[Start Quoted passage]

So many choices, so many voices, so little clarity. With a single click from your laptop or smartphone, you can buy shares on a foreign exchange, get competitive quotes for insurance, analyze years of financial data, verify on-the-spot prices of precious metals, and execute hundreds of other financial transactions – all by yourself. In this open access environment, financial institutions recognize they must differentiate themselves from their competitors; companies can’t simply present and explain their products and services, they must market them. Marketing may help consumers remember the name of
the company or its products, but it is questionable if it provides consumers with any clarity regarding their financial decisions. Truth be told, most mainstream financial “information” does little more than add noise to the cacophony of emotional images and conflicting financial perspectives competing for your attention.
To block out the noise, and get clarity in your financial life, you need a unifying principle, one that provides a framework for evaluating all possibilities. This principle is simple, yet it addresses your most pressing financial challenges, and allows for opportunities. Quite simply… It’s all about income.

[End Quoted passage]

• Given instruction 1
Write out word for word the part of the passage on financial clarity that opens with the words containing "To block out" and closes with "all about income.".

[Start Listing]

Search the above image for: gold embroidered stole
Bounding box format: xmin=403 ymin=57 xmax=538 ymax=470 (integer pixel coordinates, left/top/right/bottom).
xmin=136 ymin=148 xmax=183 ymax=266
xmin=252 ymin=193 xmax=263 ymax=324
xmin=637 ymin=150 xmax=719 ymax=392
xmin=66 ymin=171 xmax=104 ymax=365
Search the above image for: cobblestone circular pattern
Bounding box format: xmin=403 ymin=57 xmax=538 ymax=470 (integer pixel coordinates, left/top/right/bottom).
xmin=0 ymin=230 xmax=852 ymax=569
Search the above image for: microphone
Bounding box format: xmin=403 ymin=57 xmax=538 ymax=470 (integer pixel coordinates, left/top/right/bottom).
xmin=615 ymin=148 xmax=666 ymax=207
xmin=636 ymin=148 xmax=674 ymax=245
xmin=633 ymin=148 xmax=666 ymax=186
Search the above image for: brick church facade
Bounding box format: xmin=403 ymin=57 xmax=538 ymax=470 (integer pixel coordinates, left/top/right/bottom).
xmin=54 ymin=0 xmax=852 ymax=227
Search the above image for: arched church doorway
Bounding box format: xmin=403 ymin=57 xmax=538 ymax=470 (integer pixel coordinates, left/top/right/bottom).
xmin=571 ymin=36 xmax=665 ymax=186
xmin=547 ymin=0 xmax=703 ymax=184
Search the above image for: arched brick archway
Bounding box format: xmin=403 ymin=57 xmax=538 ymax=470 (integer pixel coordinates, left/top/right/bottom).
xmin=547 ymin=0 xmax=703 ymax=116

[End Listing]

• Given instruction 2
Turn every line of the detection entries above into a numbered list, leaving out any blank lines.

• Final result 1
To block out the noise, and get clarity in your financial life, you need a unifying principle, one that provides a framework for evaluating all possibilities. This principle is simple, yet it addresses your most pressing financial challenges, and allows for opportunities. Quite simply… It’s all about income.

• Final result 2
1. Search the above image for: gold embroidered stole
2. Bounding box format: xmin=403 ymin=57 xmax=538 ymax=470 (integer pixel coordinates, left/top/right/bottom).
3. xmin=136 ymin=148 xmax=183 ymax=266
4. xmin=252 ymin=193 xmax=263 ymax=324
5. xmin=637 ymin=150 xmax=719 ymax=392
6. xmin=66 ymin=171 xmax=104 ymax=365
7. Search the above image for: cobblestone circular pattern
8. Bounding box format: xmin=403 ymin=57 xmax=538 ymax=470 (integer pixel coordinates, left/top/right/bottom).
9. xmin=0 ymin=230 xmax=852 ymax=569
10. Search the above image for: microphone
11. Bounding box format: xmin=403 ymin=57 xmax=538 ymax=470 (integer pixel coordinates, left/top/right/bottom).
12. xmin=615 ymin=148 xmax=666 ymax=207
13. xmin=636 ymin=148 xmax=674 ymax=245
14. xmin=633 ymin=148 xmax=666 ymax=186
15. Search the above image for: brick church facade
16. Bounding box format: xmin=403 ymin=57 xmax=538 ymax=470 (integer pixel coordinates, left/top/right/bottom).
17. xmin=54 ymin=0 xmax=852 ymax=227
18. Search the above image for: arched church doorway
19. Bounding box format: xmin=403 ymin=57 xmax=538 ymax=470 (integer pixel coordinates, left/top/right/bottom).
20. xmin=571 ymin=36 xmax=665 ymax=186
21. xmin=547 ymin=0 xmax=703 ymax=184
22. Search the above image for: arched brick archway
23. Bounding box format: xmin=403 ymin=57 xmax=538 ymax=470 (integer pixel coordinates, left/top/right/bottom).
24. xmin=547 ymin=0 xmax=703 ymax=116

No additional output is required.